Your objective:
Print the data below again in full, exactly as it stands, with no images.

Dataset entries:
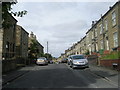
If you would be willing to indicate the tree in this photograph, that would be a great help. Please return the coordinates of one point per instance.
(48, 56)
(7, 8)
(33, 50)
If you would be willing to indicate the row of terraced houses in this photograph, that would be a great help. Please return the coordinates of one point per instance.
(15, 42)
(103, 36)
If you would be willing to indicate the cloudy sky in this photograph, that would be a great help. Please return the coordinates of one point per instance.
(59, 23)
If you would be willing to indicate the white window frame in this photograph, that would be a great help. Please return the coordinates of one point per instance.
(101, 28)
(115, 38)
(113, 18)
(92, 34)
(107, 44)
(95, 32)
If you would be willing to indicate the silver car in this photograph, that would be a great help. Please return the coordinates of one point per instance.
(77, 61)
(42, 61)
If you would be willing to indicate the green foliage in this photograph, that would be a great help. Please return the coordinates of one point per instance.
(87, 53)
(112, 55)
(6, 8)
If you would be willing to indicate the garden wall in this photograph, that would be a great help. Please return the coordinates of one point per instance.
(109, 63)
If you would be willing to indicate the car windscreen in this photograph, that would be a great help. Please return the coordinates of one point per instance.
(78, 57)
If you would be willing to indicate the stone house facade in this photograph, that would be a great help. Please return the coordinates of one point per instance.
(21, 43)
(104, 34)
(7, 39)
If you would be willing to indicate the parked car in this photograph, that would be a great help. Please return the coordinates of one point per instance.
(77, 61)
(42, 61)
(64, 60)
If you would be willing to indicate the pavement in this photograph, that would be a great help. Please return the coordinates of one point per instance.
(12, 75)
(105, 73)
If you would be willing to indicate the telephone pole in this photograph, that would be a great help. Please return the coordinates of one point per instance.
(47, 47)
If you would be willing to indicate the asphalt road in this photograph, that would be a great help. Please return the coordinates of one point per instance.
(59, 76)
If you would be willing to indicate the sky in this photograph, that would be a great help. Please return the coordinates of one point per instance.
(60, 23)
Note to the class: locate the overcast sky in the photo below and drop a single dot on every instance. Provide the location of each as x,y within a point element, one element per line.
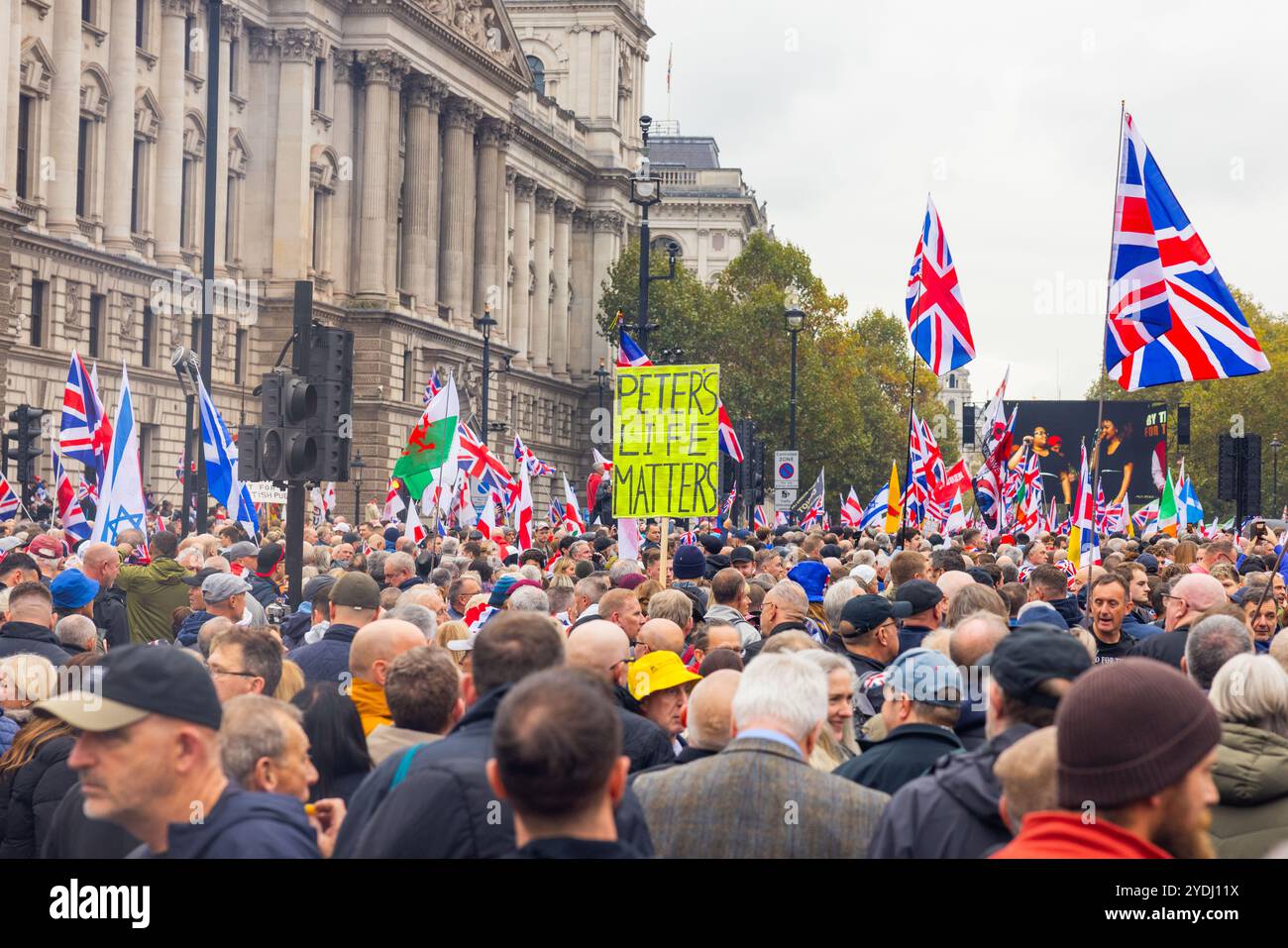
<point>844,115</point>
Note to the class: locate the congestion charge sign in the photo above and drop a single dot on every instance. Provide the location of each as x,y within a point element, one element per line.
<point>666,442</point>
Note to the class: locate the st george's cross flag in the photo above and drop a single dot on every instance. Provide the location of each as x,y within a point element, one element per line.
<point>1171,316</point>
<point>936,318</point>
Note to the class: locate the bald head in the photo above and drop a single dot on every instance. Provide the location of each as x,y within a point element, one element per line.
<point>953,582</point>
<point>661,635</point>
<point>599,647</point>
<point>376,646</point>
<point>711,710</point>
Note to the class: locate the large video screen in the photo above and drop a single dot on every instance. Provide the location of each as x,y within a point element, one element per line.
<point>1132,447</point>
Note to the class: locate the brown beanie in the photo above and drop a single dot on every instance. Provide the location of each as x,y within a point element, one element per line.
<point>1128,729</point>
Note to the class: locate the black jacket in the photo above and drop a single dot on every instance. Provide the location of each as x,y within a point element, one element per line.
<point>245,824</point>
<point>30,794</point>
<point>265,590</point>
<point>951,813</point>
<point>1168,647</point>
<point>72,835</point>
<point>443,806</point>
<point>110,616</point>
<point>645,743</point>
<point>17,638</point>
<point>754,648</point>
<point>907,753</point>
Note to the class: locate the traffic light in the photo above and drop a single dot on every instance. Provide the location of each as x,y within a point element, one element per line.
<point>25,442</point>
<point>305,421</point>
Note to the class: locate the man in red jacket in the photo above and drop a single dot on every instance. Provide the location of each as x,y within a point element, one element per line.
<point>1136,742</point>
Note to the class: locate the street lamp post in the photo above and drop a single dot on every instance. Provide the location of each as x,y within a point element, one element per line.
<point>795,324</point>
<point>1274,483</point>
<point>484,325</point>
<point>356,466</point>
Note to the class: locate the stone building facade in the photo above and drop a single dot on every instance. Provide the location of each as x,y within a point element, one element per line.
<point>708,210</point>
<point>403,155</point>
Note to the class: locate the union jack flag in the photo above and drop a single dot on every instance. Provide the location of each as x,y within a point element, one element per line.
<point>630,356</point>
<point>936,318</point>
<point>432,388</point>
<point>536,467</point>
<point>8,498</point>
<point>1171,316</point>
<point>85,432</point>
<point>728,440</point>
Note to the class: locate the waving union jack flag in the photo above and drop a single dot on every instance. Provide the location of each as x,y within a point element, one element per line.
<point>1171,316</point>
<point>936,318</point>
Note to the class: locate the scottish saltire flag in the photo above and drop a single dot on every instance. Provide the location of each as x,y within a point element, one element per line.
<point>536,467</point>
<point>69,513</point>
<point>874,514</point>
<point>85,434</point>
<point>120,497</point>
<point>1171,316</point>
<point>936,318</point>
<point>8,498</point>
<point>432,388</point>
<point>630,356</point>
<point>728,440</point>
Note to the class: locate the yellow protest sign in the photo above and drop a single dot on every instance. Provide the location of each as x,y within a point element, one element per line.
<point>666,442</point>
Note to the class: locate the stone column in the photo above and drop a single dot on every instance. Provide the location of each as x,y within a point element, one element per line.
<point>342,205</point>
<point>168,151</point>
<point>230,29</point>
<point>523,191</point>
<point>544,241</point>
<point>559,325</point>
<point>377,67</point>
<point>489,217</point>
<point>581,318</point>
<point>292,204</point>
<point>64,117</point>
<point>606,241</point>
<point>120,128</point>
<point>460,116</point>
<point>393,193</point>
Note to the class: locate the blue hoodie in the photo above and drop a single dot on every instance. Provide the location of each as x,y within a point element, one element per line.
<point>245,824</point>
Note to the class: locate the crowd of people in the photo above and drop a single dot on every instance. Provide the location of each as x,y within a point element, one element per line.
<point>771,693</point>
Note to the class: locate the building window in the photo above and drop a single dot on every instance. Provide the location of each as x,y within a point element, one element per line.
<point>189,25</point>
<point>39,295</point>
<point>137,187</point>
<point>82,167</point>
<point>318,85</point>
<point>97,303</point>
<point>25,104</point>
<point>539,75</point>
<point>149,330</point>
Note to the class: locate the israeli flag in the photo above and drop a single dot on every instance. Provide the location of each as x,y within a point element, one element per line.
<point>120,500</point>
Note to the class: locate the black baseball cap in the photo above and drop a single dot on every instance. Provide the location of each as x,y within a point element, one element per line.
<point>1031,655</point>
<point>134,682</point>
<point>866,613</point>
<point>919,594</point>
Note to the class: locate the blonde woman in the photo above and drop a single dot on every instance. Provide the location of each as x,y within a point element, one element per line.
<point>836,742</point>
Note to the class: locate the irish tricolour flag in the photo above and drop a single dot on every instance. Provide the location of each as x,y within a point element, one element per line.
<point>430,453</point>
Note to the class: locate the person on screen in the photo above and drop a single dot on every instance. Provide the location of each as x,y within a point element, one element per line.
<point>1116,469</point>
<point>1051,463</point>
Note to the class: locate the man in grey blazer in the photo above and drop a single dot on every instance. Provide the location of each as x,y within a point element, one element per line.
<point>758,797</point>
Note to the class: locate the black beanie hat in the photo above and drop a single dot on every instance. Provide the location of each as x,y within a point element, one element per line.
<point>1172,727</point>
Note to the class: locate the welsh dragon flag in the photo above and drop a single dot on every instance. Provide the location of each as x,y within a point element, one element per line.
<point>430,451</point>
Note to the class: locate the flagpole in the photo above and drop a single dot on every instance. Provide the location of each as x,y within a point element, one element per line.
<point>912,397</point>
<point>1109,287</point>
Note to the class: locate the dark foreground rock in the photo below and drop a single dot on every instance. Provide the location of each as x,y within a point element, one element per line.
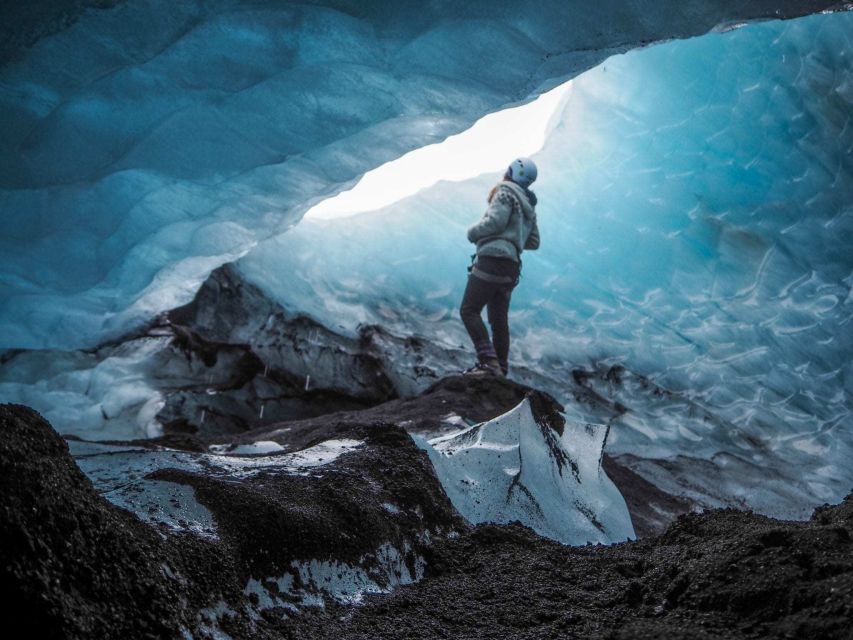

Solution to this task:
If you would be willing to indicate the tree in this photograph, that would be a great help. Please return the coordinates of one point per instance.
(48, 56)
(7, 8)
(33, 50)
If you would be willing to indicate the row of terraced houses in this photograph, that would be a great help. Please return the coordinates of one point per instance.
(15, 42)
(103, 36)
If you would be willing to indicate the cloudy sky in this photograph, that would be a great help. Please return the coordinates of one point per instance.
(59, 23)
If you would be willing to indicate the white window frame in this photograph, that would be a great help. Please return the coordinates of one point per instance.
(101, 28)
(115, 38)
(113, 18)
(92, 34)
(107, 44)
(95, 32)
If you would be willing to indicate the silver car in this photograph, that would be a great help. Please return the coordinates of one point per instance.
(77, 61)
(42, 61)
If you would be willing to indicate the green foliage in this photograph, that would be a great help. Please return the coordinates of one point per instance.
(87, 53)
(112, 55)
(6, 8)
If you would be willing to indicate the garden wall in this photograph, that would be a great help. Please return the coordinates of one point per instance.
(109, 63)
If you would be willing to indicate the car windscreen in this photograph, that would be a great help. Please return the coordinates of one point per instance.
(78, 57)
If you would be willing to indicate the stone house facade in this photograph, that would be a great help. Please return the coordinates of one point per instance.
(21, 43)
(104, 34)
(7, 39)
If you would be willing to indicate the parked car in this photograph, that would be a great help. Please return the coordinates of one point per instance.
(77, 61)
(42, 61)
(64, 60)
If you would be willing to indicate the pavement in this photograph, that would be a great help. Please return the coordinates of one point per instance.
(12, 75)
(105, 73)
If you would be willing to indicate the telephone pole in this photograph, that would be a great help. Please return the coordinates of one point per instance.
(47, 47)
If you would be willing to indicate the asphalt road in this photograph, that would be a great help. Please return the coordinates of one point per instance.
(59, 76)
If you would be willing to indicate the sky in this photograph, that would be a great help. Please return the coordinates of one point per instance.
(60, 23)
Note to the class: locate the overcast sky in the photo below and drop a single dot on every instance. Provide the location of each as x,y within a point element, one element per line.
<point>844,115</point>
Note to the class: locate the congestion charge sign in the photo above and drop a single dot on every instance. Provide the location of each as x,y within a point element, one element per line.
<point>666,442</point>
Note to the class: locate the st george's cross flag in the photo above and drop a single dot on every instance. Provide the location of each as x,y within a point element, one element per line.
<point>1171,316</point>
<point>936,318</point>
Note to the class: locate the bald head in the photo above and drop a single dot on every instance. Provide the location of each as x,y within a point element, one element per line.
<point>953,582</point>
<point>661,635</point>
<point>599,647</point>
<point>376,646</point>
<point>711,710</point>
Note to the class: locate the large video screen in the photo above and drop a single dot on every instance. Provide the location of each as x,y within a point element, one element per line.
<point>1132,447</point>
Note to the class: locate the brown beanie in the photo above and drop a single dot on every instance. Provide the location of each as x,y within a point element, one element per line.
<point>1128,729</point>
Note to the class: locate the black jacket in the photo above and drop a single dot on every instance. Provide the location of each as x,y within a point element, one element per line.
<point>245,824</point>
<point>30,794</point>
<point>265,590</point>
<point>951,813</point>
<point>1168,647</point>
<point>72,835</point>
<point>443,806</point>
<point>110,616</point>
<point>645,743</point>
<point>17,638</point>
<point>754,648</point>
<point>907,753</point>
Note to the class: locate the traffic light in the photo above and drop a single dot on every instance. Provide the location of each as x,y within a point element, one element per line.
<point>25,442</point>
<point>305,421</point>
Note to the class: locate the man in red jacket in the photo above and drop a single dot on every instance. Provide the location of each as x,y within a point element, one element per line.
<point>1136,742</point>
Note to the class: locate the street lamp post in the photo above and drop a single dot on every instance. Provide the location of each as x,y within a point element, one element per line.
<point>795,324</point>
<point>1274,483</point>
<point>484,325</point>
<point>356,466</point>
Note to the class: locate the stone building facade in the photo above and drop a single dot on every instance. Provide the location of each as x,y within a point element, one element per line.
<point>708,210</point>
<point>403,155</point>
Note to the class: locate the union jack flag in the photo above and drop a single dot on every instance. Provide the location of each as x,y within a point element, one element per line.
<point>630,356</point>
<point>936,318</point>
<point>432,388</point>
<point>536,467</point>
<point>8,498</point>
<point>1171,316</point>
<point>85,432</point>
<point>728,440</point>
Note to the class: locate the waving union jack flag in the photo above and drop a single dot on every instance. Provide the location of each as x,y within a point element, one element per line.
<point>1171,316</point>
<point>936,318</point>
Note to the class: locate the scottish saltire flag in the photo above and drop a single dot on every instance. Provide the location of each as x,y within a point element, one element per line.
<point>536,467</point>
<point>69,513</point>
<point>874,514</point>
<point>85,434</point>
<point>120,497</point>
<point>1171,316</point>
<point>936,318</point>
<point>8,498</point>
<point>432,388</point>
<point>630,356</point>
<point>728,440</point>
Note to the class: locate the yellow protest sign in the photo above and drop a single dot on every instance. Provide the location of each as x,y within a point element, one element per line.
<point>666,442</point>
Note to the class: locate the stone column in the photo above and drop a single dot on every instance. Provide the location of each as x,y within a point element, one element per line.
<point>342,205</point>
<point>168,151</point>
<point>230,29</point>
<point>523,191</point>
<point>544,241</point>
<point>559,325</point>
<point>377,67</point>
<point>489,217</point>
<point>581,318</point>
<point>292,204</point>
<point>64,117</point>
<point>606,241</point>
<point>120,128</point>
<point>460,116</point>
<point>393,193</point>
Note to the class: locate the blue hoodie in the photo above and drop a single dot on every instance. Provide the location of each as x,y within a point element, one element per line.
<point>245,824</point>
Note to the class: locate the crowd of people in the photo above and drop a single dot on every instance. Provide the location of each as x,y within a point element, one element per line.
<point>771,693</point>
Note to the class: locate the building window in the photo above and drop a single dot on every instance. Provide the location of each as x,y within a point element, one element per line.
<point>189,25</point>
<point>39,295</point>
<point>137,187</point>
<point>82,167</point>
<point>318,85</point>
<point>97,303</point>
<point>25,104</point>
<point>539,75</point>
<point>149,330</point>
Note to the class: locate the israeli flag in the photo above and drop a single dot on every instance. Provide the location of each as x,y within a point element, one element per line.
<point>120,500</point>
Note to the class: locate the black baseball cap in the photo above and drop a single dot on every instance. Provide the location of each as x,y within a point element, one element per line.
<point>1031,655</point>
<point>134,682</point>
<point>866,613</point>
<point>919,594</point>
Note to the class: locate the blonde woman in the photo above and drop a single dot on every instance. Provide the location of each as x,y within a point element, one element per line.
<point>836,742</point>
Note to the class: locate the irish tricolour flag in the photo above and drop a single dot on every instance. Provide the location of each as x,y within a point element, one element per line.
<point>430,453</point>
Note to the class: locate the person on screen in the photo above and drop a single dot on every instance. Provide the location of each as x,y within a point element, one element per line.
<point>1116,469</point>
<point>1051,463</point>
Note to the class: locate the man in grey blazer in the photo above and drop a single dot on every instance. Provide the location of each as x,y within a point element, one element per line.
<point>758,797</point>
Note to the class: locate the black beanie hat in the photo above and drop a single dot on every instance. Provide the location of each as x,y within a point element, one element per line.
<point>1172,727</point>
Note to the class: locate the welsh dragon flag in the photo above and drop a single dot on every instance. Provide the location of each as x,y within a point element, one element per line.
<point>430,451</point>
Note to the class: locate the flagpole in the photo above and drop a single dot on every instance. Provide the location of each as x,y within a point element, one element per line.
<point>912,397</point>
<point>1109,287</point>
Note to the class: locate the dark foreground rock in the photo below and drop a single dot on every instance. Provide the location of each as x,y within a point element, one element per line.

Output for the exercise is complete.